Selection
NEW: The $500 Audio Challenge!!!!!

The Alpine MRP-F250 will not work. It only puts out 2x40w + 1x100w in bridged mode and the RF subs are rated for 150w RMS. You would only be giving each one 50w. That isn't enough.

Another option with the MRP-F250 is to bridge both front and rear channels for 2x100w. You would still be underpowering them though...and the Infinity speakers aren't going to sound too hot powered by the 10w stock stereo amplifier.

The Audiobahn amp will put out 2x75w + 1x300w which is much better suited for the RF subs and Infinity speakers. That is why I included it in my suggestion. I would love to include an equivalent Alpine amp in my suggestion but the fact is, an alpine amp that could power this combo would bust the $500 budget.

Also, make sure you select the right RF package. There are two different models, an 8 ohm version and a 4 ohm version. You want two 8 ohm subs to create a 4 ohm load across the bridged channels of the Audiobahn amp. You would want two 4 ohm subs if you were to power them off the MRP-F250 with both front and rear channels bridged.

Objectives
A. Please identify every line in the rows below that contains the string "foam", treating uppercase and lowercase as different.
B. Continue the car audio post from its final sentence.

Material provided
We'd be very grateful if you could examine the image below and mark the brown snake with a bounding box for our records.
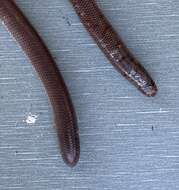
[70,0,157,96]
[0,0,80,166]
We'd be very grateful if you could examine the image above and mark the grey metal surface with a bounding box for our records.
[0,0,179,190]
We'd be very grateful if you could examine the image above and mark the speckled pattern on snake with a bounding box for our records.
[70,0,157,96]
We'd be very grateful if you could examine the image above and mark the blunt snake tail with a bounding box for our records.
[0,0,80,166]
[70,0,157,96]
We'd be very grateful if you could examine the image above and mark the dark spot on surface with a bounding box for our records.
[62,16,71,26]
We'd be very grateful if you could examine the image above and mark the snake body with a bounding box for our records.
[70,0,157,96]
[0,0,80,166]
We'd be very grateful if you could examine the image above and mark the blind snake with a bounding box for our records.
[70,0,157,96]
[0,0,80,166]
[0,0,157,166]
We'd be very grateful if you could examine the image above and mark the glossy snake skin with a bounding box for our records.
[70,0,157,96]
[0,0,80,166]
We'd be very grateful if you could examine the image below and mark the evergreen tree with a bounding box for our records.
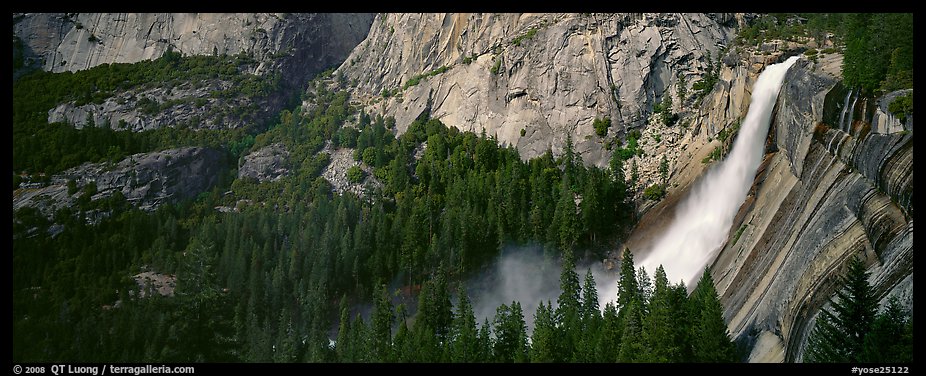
[450,284,479,363]
[530,302,560,363]
[643,265,679,363]
[392,304,418,362]
[617,248,640,321]
[164,236,237,362]
[859,296,913,363]
[554,249,581,361]
[617,300,647,363]
[494,301,529,363]
[476,317,495,363]
[370,284,395,363]
[576,269,601,363]
[335,295,353,362]
[806,257,878,363]
[637,266,653,315]
[596,302,622,363]
[669,281,694,363]
[691,268,738,363]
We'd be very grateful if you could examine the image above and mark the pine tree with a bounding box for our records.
[476,317,495,363]
[617,248,640,321]
[669,281,694,363]
[335,295,353,362]
[392,304,418,363]
[450,284,479,363]
[572,269,601,363]
[554,249,581,361]
[370,284,395,363]
[643,265,679,362]
[691,268,738,363]
[807,257,878,363]
[617,300,647,363]
[494,301,529,363]
[531,302,559,363]
[164,236,237,362]
[859,296,913,363]
[637,266,653,315]
[596,302,621,363]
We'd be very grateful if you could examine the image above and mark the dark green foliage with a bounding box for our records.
[805,257,900,363]
[859,297,913,363]
[737,13,914,93]
[530,302,562,363]
[370,285,395,362]
[13,72,644,362]
[887,91,913,123]
[576,269,602,363]
[13,52,280,173]
[701,145,723,163]
[592,117,611,137]
[689,269,739,363]
[493,302,530,363]
[554,249,582,361]
[450,285,485,363]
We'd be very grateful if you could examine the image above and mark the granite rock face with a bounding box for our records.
[712,60,913,362]
[13,147,227,218]
[13,13,373,131]
[337,14,737,166]
[238,143,289,182]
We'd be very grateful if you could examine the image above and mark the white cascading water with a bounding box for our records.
[839,89,854,131]
[638,56,798,288]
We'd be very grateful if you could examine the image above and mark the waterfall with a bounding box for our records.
[839,93,859,134]
[639,56,798,288]
[837,89,852,134]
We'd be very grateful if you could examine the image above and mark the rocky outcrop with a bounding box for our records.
[871,89,913,134]
[712,60,913,362]
[13,13,373,79]
[337,14,736,166]
[13,13,373,131]
[238,143,289,182]
[13,147,227,218]
[48,80,258,132]
[322,145,383,197]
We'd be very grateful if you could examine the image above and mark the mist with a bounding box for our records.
[637,56,798,288]
[466,246,617,335]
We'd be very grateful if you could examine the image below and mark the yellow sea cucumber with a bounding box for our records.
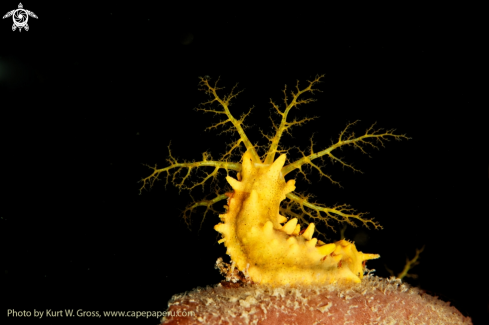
[214,151,379,285]
[142,76,409,286]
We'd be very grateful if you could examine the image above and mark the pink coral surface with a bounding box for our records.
[162,276,472,325]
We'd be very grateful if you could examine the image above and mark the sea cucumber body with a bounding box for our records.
[215,152,378,286]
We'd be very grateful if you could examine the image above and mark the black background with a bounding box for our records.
[0,1,488,324]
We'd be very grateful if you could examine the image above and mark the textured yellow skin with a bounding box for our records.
[214,151,379,286]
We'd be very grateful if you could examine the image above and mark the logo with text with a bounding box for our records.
[3,3,37,32]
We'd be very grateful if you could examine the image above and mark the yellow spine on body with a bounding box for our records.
[214,151,379,286]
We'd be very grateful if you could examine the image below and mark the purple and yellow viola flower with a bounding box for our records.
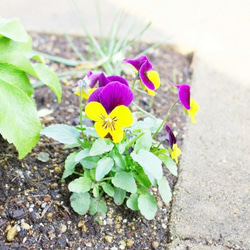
[171,83,200,123]
[123,56,160,96]
[165,125,181,163]
[85,81,133,143]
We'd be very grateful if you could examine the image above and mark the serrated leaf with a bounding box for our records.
[37,152,49,162]
[0,63,34,96]
[138,193,157,220]
[0,80,41,159]
[41,124,79,145]
[158,176,172,203]
[159,155,178,176]
[95,156,114,181]
[75,148,89,162]
[32,63,62,102]
[114,187,126,205]
[100,182,115,197]
[131,149,163,184]
[68,176,92,193]
[0,18,29,43]
[111,172,137,193]
[89,198,107,218]
[62,151,78,181]
[134,130,153,153]
[70,192,90,215]
[80,156,100,169]
[89,138,114,156]
[126,194,139,211]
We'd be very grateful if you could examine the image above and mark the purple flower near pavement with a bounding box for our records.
[171,83,190,110]
[88,81,133,114]
[123,56,156,90]
[165,125,177,149]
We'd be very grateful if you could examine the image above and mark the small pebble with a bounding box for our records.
[50,182,58,189]
[7,226,17,241]
[21,222,30,230]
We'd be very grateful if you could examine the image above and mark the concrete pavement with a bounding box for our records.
[0,0,250,250]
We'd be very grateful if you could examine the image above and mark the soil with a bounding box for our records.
[0,33,191,250]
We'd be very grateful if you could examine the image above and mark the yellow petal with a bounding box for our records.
[188,98,200,123]
[95,121,110,138]
[147,70,161,90]
[145,87,155,96]
[110,126,123,143]
[74,87,89,100]
[170,144,181,163]
[109,105,133,127]
[85,102,108,121]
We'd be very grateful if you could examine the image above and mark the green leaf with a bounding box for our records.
[75,148,89,162]
[158,176,172,203]
[80,156,100,169]
[89,138,114,156]
[135,168,151,188]
[95,156,114,181]
[111,172,137,193]
[0,18,29,43]
[0,80,41,159]
[68,176,92,193]
[158,155,178,176]
[126,194,139,211]
[32,63,62,102]
[114,187,126,205]
[0,37,62,102]
[62,151,78,181]
[131,149,163,184]
[89,198,107,218]
[138,193,157,220]
[70,192,90,215]
[41,124,79,144]
[0,63,34,96]
[92,185,100,198]
[100,182,115,197]
[134,130,153,153]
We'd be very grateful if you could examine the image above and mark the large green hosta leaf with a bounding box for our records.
[0,79,41,159]
[0,37,62,102]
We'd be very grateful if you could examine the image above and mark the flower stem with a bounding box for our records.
[126,131,145,150]
[79,84,85,143]
[148,96,155,108]
[152,99,179,139]
[131,74,139,91]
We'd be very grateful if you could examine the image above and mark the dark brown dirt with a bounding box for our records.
[0,33,191,250]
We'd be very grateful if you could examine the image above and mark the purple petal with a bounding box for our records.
[165,125,177,149]
[88,87,103,102]
[96,73,109,87]
[107,76,129,87]
[123,56,153,71]
[98,82,133,114]
[179,84,190,109]
[139,61,155,90]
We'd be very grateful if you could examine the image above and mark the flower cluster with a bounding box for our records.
[42,56,199,220]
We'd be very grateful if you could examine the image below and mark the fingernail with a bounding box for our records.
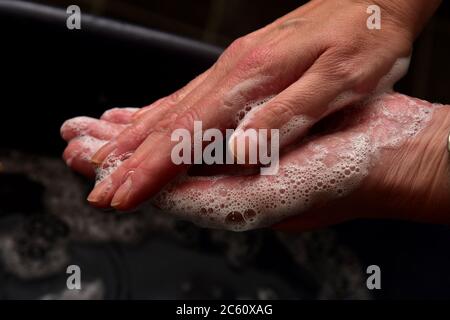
[111,177,133,208]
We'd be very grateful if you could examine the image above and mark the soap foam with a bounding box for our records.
[66,136,107,166]
[156,94,436,231]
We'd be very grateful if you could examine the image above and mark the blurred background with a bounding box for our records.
[0,0,450,299]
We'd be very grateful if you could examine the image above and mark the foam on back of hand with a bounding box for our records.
[155,94,438,231]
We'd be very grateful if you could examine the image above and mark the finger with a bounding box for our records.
[88,35,324,210]
[63,136,107,178]
[229,52,400,159]
[100,108,140,124]
[92,71,214,164]
[61,117,126,141]
[63,120,128,178]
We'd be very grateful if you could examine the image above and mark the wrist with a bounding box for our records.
[372,107,450,223]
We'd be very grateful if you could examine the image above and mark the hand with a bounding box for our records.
[63,94,450,230]
[81,0,438,210]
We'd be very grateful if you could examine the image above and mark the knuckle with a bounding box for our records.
[264,100,298,119]
[238,46,273,72]
[170,108,200,131]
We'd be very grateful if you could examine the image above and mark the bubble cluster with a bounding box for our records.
[66,136,107,166]
[156,94,435,231]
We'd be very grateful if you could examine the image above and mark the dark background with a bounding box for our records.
[0,0,450,298]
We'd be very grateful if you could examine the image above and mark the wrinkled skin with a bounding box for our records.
[79,0,439,210]
[62,94,450,230]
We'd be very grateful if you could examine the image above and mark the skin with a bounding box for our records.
[62,94,450,231]
[82,0,440,210]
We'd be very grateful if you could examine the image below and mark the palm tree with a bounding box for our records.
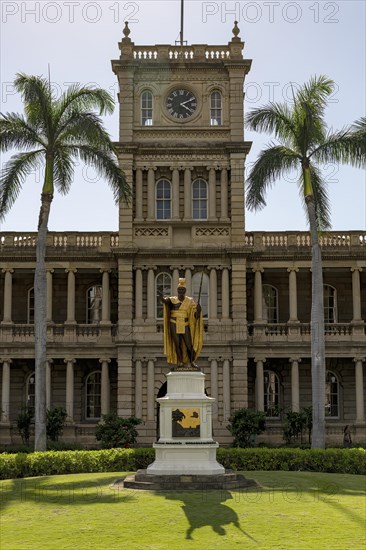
[0,74,130,451]
[245,76,366,448]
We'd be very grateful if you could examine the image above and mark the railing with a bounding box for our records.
[0,232,119,249]
[131,44,234,62]
[0,323,118,344]
[0,231,366,251]
[248,323,366,343]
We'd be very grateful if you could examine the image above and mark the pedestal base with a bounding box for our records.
[146,441,225,476]
[121,470,259,491]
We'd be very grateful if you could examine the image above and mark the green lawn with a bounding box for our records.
[0,472,366,550]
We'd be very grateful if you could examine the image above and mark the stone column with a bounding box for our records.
[100,269,111,323]
[354,357,365,422]
[220,168,229,222]
[222,359,231,422]
[135,359,142,419]
[209,267,217,320]
[147,268,155,321]
[290,357,301,412]
[135,268,142,319]
[2,268,14,323]
[253,267,263,323]
[221,267,230,319]
[99,359,111,416]
[351,267,362,323]
[208,168,217,221]
[46,269,54,323]
[147,168,156,221]
[171,168,179,220]
[254,359,266,411]
[287,267,299,323]
[147,359,155,422]
[0,359,11,423]
[170,266,179,296]
[209,359,219,420]
[184,268,192,296]
[184,168,192,220]
[64,358,76,422]
[65,268,77,323]
[46,359,53,410]
[135,168,143,222]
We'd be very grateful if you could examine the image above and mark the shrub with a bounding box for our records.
[227,408,266,447]
[46,407,67,441]
[17,407,34,445]
[95,413,142,449]
[0,448,366,479]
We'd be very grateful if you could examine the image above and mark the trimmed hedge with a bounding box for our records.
[0,448,366,479]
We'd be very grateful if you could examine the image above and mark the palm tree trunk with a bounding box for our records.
[34,193,53,451]
[305,194,325,449]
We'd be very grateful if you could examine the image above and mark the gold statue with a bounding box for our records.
[162,279,203,368]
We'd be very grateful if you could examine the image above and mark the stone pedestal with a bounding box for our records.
[146,370,225,475]
[121,369,257,491]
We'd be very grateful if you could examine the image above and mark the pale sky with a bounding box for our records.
[0,0,366,231]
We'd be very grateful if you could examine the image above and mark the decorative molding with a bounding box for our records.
[194,227,230,237]
[134,227,169,237]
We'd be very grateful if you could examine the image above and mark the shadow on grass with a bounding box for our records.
[0,474,138,512]
[163,490,257,542]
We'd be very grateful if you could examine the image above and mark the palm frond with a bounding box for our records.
[246,143,301,210]
[293,75,334,157]
[0,113,45,151]
[245,103,296,145]
[53,146,75,195]
[56,84,115,125]
[299,164,331,231]
[14,73,53,135]
[0,149,44,220]
[312,119,366,168]
[55,145,132,204]
[55,111,113,149]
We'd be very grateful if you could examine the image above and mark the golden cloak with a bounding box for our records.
[164,296,203,365]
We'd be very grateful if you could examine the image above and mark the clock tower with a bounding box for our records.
[112,22,251,444]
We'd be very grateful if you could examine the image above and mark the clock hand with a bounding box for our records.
[180,103,193,113]
[181,97,194,106]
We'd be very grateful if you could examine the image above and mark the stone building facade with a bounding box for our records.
[0,25,366,445]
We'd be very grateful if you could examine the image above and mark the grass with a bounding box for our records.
[0,472,366,550]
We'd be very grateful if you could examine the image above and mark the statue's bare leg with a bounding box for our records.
[170,326,183,365]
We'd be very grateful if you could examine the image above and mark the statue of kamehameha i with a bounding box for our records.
[162,279,203,369]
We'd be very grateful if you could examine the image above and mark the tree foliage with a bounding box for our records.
[227,408,266,447]
[95,413,142,449]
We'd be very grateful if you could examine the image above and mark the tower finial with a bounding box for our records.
[232,21,240,42]
[122,21,131,44]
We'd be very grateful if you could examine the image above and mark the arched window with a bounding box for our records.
[156,179,172,220]
[263,370,280,418]
[210,90,222,126]
[85,371,102,419]
[323,285,337,323]
[192,272,209,319]
[141,90,153,126]
[155,273,172,319]
[192,178,208,220]
[27,288,34,325]
[86,285,102,325]
[25,372,36,411]
[325,370,339,418]
[262,285,279,323]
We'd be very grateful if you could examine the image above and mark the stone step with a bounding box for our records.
[116,470,259,491]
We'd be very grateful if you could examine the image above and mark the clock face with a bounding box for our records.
[166,88,197,120]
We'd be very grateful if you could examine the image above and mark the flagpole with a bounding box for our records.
[180,0,184,47]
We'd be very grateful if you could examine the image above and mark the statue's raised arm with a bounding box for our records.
[162,279,203,369]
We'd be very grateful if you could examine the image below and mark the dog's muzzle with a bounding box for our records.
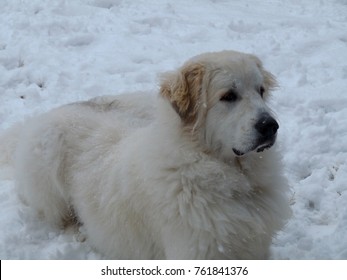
[233,113,279,156]
[255,113,279,152]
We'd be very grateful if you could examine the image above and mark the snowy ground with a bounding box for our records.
[0,0,347,259]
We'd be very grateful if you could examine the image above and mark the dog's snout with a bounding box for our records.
[255,113,279,137]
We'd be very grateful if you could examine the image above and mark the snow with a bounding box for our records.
[0,0,347,259]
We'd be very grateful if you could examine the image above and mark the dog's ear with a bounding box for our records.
[160,63,205,124]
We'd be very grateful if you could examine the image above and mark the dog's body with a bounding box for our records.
[12,51,290,259]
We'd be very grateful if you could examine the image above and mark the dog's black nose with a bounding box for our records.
[255,113,279,137]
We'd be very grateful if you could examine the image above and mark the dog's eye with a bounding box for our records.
[220,89,237,102]
[259,86,265,97]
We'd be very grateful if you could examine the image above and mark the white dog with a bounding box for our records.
[15,51,291,259]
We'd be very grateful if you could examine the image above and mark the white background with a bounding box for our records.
[0,0,347,259]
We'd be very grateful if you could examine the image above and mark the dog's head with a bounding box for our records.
[161,51,279,158]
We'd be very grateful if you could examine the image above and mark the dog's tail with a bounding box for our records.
[0,123,24,179]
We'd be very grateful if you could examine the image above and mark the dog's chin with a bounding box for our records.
[233,137,276,157]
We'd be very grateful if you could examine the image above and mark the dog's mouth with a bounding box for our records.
[233,135,276,157]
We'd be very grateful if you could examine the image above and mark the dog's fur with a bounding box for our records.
[15,51,290,259]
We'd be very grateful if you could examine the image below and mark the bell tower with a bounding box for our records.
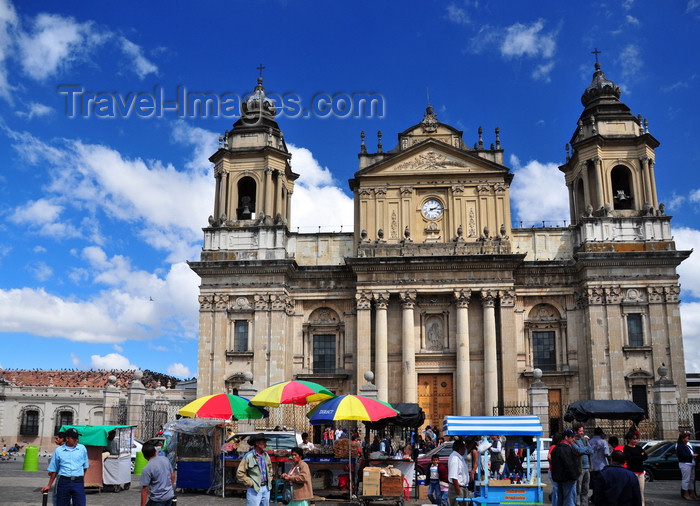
[209,76,299,227]
[559,59,659,225]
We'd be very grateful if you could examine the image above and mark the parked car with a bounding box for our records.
[416,441,452,476]
[644,441,700,481]
[131,439,143,473]
[639,439,666,454]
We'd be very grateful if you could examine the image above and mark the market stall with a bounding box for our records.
[361,403,427,499]
[163,418,225,491]
[443,415,544,505]
[61,425,136,492]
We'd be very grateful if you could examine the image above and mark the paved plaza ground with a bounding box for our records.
[0,457,700,506]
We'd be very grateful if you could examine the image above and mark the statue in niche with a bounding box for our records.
[425,321,442,351]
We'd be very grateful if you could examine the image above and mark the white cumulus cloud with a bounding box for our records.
[119,37,158,79]
[501,20,557,58]
[168,362,192,378]
[510,156,569,226]
[90,353,138,371]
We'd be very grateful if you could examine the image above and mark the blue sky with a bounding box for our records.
[0,0,700,377]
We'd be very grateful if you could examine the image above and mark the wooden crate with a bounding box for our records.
[382,476,403,496]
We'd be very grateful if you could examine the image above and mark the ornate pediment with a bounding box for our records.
[392,150,469,171]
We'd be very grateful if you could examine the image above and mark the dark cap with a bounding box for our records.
[248,432,269,446]
[66,429,80,439]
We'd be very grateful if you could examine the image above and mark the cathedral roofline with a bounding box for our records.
[350,134,510,181]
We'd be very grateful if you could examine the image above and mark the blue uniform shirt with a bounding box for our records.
[48,443,89,476]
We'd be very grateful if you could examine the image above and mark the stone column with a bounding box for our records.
[238,371,258,432]
[651,364,680,439]
[639,156,654,206]
[649,160,659,209]
[126,369,148,438]
[593,156,605,207]
[374,292,389,402]
[272,170,284,218]
[399,291,418,403]
[454,290,472,416]
[527,369,549,437]
[252,294,270,390]
[360,371,377,400]
[102,375,121,425]
[481,290,498,416]
[566,183,585,225]
[197,295,214,397]
[498,289,524,405]
[355,292,372,395]
[266,167,275,218]
[268,294,290,385]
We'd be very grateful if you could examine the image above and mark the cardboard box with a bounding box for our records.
[382,476,403,496]
[418,485,428,499]
[362,467,382,496]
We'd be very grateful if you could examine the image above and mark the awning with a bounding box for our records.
[363,402,425,430]
[60,425,136,446]
[442,415,543,436]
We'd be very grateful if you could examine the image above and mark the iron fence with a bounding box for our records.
[678,399,700,439]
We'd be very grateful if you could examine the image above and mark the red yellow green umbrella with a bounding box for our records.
[250,380,335,408]
[178,394,268,420]
[306,394,399,425]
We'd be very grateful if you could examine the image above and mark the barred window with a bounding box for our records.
[19,409,39,436]
[627,313,644,346]
[233,320,248,352]
[313,334,335,374]
[532,331,557,371]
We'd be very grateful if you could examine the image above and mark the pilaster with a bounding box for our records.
[454,290,471,416]
[355,292,376,396]
[481,290,498,416]
[374,292,389,402]
[399,291,418,403]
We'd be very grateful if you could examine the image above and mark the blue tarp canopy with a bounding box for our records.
[442,415,542,436]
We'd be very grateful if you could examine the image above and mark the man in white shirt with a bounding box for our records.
[447,439,469,506]
[299,432,314,452]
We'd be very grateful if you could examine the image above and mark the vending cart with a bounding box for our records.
[61,425,136,492]
[443,415,544,505]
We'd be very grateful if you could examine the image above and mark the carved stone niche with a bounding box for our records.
[420,312,449,352]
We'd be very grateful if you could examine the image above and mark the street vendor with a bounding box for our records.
[236,433,272,506]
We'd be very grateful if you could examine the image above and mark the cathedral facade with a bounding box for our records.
[190,63,689,423]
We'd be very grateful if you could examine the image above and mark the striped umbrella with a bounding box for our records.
[178,394,268,420]
[250,380,335,408]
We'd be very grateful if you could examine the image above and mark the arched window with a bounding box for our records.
[610,165,634,209]
[304,307,345,374]
[19,406,41,436]
[574,179,586,223]
[525,304,563,372]
[236,177,256,220]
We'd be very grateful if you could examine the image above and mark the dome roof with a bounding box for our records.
[581,62,620,107]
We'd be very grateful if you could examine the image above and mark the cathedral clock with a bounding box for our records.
[421,199,442,220]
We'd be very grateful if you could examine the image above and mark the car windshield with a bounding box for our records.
[237,432,298,451]
[644,441,669,457]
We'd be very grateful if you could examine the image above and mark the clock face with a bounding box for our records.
[422,199,442,220]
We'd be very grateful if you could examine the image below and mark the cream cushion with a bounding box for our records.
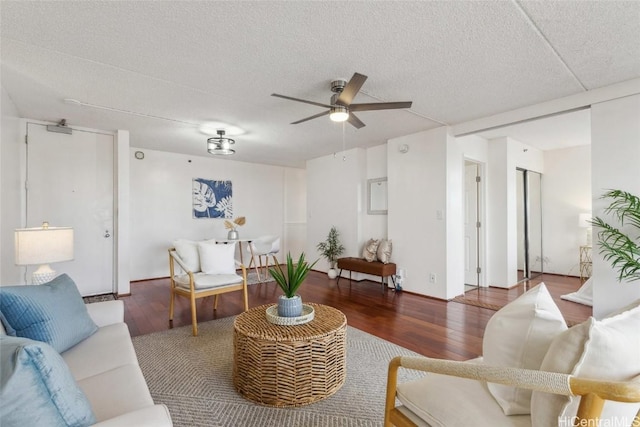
[362,239,380,262]
[198,242,236,274]
[482,283,567,415]
[531,302,640,427]
[397,359,531,427]
[173,272,243,291]
[377,239,393,264]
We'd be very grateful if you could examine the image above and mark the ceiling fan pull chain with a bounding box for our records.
[342,122,347,162]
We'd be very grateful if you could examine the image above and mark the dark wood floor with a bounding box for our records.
[120,271,591,360]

The responses
A.
We'd be very grateful if you could examine the image above and mark the soap foam with a bounding box for our records.
We'd be very grateful if you could examine the image above and mark the foam on back of hand with a bounding box for our records.

B.
Anyway, what I'm getting at...and this is a good example to prove the usefulness of this thread...is that there is a science to choosing the right audio gear especially when you have a budget to worry about. You need to allocate the right funding for each component and they all have to work together.

You can't simply connect any subwoofer to any amp and expect it to sound great. I'm sure a $300 subwoofer will sound fine hooked up to a $200 amp but I can almost guarantee that a $175 subwoofer will sound better hooked up to a $325 amp.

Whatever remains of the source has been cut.